Data for processing ::
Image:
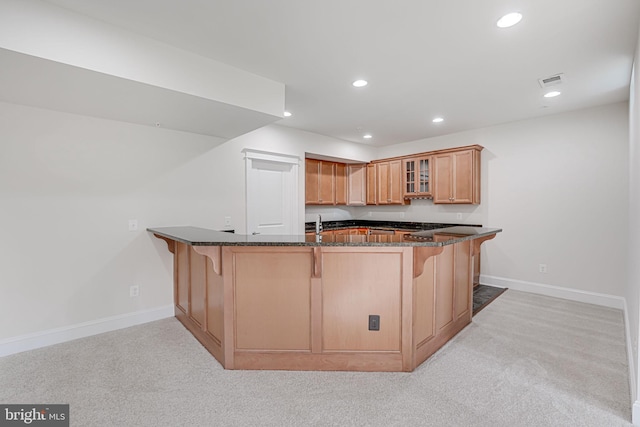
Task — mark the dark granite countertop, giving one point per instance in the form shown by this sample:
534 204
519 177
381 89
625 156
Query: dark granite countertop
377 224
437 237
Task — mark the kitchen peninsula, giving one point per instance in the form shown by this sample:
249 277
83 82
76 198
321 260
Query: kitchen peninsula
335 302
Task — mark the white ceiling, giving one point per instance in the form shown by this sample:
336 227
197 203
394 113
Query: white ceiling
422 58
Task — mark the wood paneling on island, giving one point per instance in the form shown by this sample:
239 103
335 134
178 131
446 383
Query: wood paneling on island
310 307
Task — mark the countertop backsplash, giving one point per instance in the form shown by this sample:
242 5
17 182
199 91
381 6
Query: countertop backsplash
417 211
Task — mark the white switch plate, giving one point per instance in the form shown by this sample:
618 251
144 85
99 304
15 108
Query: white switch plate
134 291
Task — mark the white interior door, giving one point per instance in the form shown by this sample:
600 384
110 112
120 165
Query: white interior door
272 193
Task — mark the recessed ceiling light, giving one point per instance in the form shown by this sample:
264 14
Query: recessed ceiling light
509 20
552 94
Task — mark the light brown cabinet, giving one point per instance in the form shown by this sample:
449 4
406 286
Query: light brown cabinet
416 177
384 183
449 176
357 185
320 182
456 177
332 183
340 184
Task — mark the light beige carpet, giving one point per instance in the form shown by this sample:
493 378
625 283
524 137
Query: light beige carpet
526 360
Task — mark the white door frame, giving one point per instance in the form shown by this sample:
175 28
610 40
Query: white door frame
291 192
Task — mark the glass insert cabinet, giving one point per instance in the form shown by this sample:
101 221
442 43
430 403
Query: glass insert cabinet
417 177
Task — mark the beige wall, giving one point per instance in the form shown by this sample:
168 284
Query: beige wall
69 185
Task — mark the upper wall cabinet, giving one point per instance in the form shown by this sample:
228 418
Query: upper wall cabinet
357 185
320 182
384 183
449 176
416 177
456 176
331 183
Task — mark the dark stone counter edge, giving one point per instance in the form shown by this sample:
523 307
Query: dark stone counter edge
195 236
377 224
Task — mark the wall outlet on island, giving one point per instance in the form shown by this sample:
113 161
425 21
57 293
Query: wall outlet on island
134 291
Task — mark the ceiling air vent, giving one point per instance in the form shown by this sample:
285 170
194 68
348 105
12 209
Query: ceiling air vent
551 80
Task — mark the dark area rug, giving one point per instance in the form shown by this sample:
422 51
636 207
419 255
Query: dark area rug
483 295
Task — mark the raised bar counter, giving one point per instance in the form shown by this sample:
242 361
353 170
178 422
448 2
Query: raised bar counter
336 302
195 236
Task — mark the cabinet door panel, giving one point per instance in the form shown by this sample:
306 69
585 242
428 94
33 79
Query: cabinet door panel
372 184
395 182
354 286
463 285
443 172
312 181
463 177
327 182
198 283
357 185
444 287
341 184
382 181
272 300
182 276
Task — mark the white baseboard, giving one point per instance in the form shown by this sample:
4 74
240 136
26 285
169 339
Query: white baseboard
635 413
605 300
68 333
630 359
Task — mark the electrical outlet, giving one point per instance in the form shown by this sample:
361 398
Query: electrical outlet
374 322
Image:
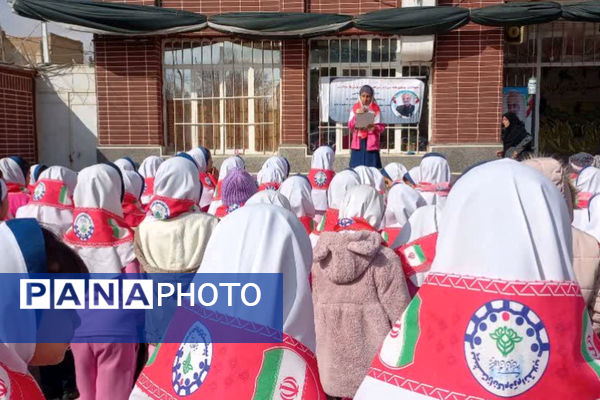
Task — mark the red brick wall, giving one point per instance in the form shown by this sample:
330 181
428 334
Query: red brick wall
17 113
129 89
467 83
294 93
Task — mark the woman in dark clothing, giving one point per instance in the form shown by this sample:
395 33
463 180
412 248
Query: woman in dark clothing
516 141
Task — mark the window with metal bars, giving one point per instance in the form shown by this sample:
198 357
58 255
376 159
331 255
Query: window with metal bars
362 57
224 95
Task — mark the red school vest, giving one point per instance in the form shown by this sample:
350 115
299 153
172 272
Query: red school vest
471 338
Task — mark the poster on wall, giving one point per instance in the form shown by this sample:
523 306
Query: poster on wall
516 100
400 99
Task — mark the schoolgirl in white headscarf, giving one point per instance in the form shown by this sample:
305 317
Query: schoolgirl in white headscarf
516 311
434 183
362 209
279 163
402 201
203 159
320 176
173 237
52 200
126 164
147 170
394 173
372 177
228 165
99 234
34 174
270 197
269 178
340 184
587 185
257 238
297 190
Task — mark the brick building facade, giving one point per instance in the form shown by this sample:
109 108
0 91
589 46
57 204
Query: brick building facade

==

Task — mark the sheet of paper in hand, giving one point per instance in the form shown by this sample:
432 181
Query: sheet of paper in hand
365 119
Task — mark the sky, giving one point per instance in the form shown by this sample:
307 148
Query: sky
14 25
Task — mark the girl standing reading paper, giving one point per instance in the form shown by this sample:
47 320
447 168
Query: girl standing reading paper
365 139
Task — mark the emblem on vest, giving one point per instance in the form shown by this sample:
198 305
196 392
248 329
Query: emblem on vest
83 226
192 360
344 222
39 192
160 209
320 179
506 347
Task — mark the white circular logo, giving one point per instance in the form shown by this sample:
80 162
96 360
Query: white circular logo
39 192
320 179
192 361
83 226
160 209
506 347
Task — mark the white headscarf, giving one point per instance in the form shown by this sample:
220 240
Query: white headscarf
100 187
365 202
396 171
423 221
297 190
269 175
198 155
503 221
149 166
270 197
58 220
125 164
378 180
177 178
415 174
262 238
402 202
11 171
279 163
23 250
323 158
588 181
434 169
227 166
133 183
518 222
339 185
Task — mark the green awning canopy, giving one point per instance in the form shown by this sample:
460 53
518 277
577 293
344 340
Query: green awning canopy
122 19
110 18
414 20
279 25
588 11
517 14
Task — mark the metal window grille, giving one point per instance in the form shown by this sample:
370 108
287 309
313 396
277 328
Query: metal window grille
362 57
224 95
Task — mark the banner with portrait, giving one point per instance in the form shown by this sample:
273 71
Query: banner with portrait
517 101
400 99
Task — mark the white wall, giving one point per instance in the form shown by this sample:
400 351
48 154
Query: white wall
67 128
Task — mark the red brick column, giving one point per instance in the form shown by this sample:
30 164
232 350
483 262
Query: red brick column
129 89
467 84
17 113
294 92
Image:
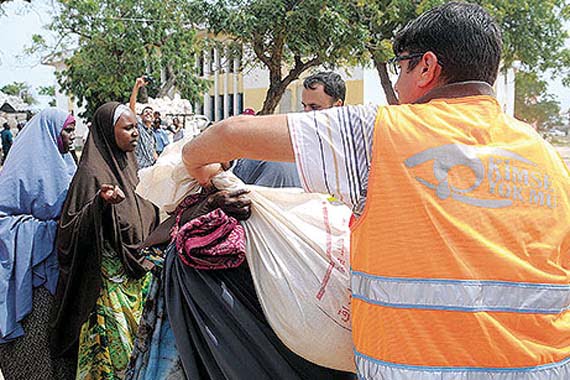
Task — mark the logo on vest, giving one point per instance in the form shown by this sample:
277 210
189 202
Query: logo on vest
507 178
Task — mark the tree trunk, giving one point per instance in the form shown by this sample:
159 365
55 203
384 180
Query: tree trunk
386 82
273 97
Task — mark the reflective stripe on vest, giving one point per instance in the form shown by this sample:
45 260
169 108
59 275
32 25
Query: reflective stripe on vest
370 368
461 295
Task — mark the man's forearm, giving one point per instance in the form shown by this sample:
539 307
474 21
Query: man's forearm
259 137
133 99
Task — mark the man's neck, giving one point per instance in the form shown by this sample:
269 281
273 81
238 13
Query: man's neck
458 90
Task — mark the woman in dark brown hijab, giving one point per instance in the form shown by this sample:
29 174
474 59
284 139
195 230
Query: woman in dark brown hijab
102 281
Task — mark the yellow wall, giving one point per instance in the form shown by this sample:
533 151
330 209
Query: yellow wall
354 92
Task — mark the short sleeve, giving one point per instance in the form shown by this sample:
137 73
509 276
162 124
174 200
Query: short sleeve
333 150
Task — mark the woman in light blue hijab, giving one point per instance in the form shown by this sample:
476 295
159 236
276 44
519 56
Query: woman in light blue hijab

The task :: Pick out every line in the material above that contains the word "grille", and copy each of those lines.

Answer ::
Task — mark the metal window grille, giving one point per instance in the form shown by this sample:
Query: metal window grille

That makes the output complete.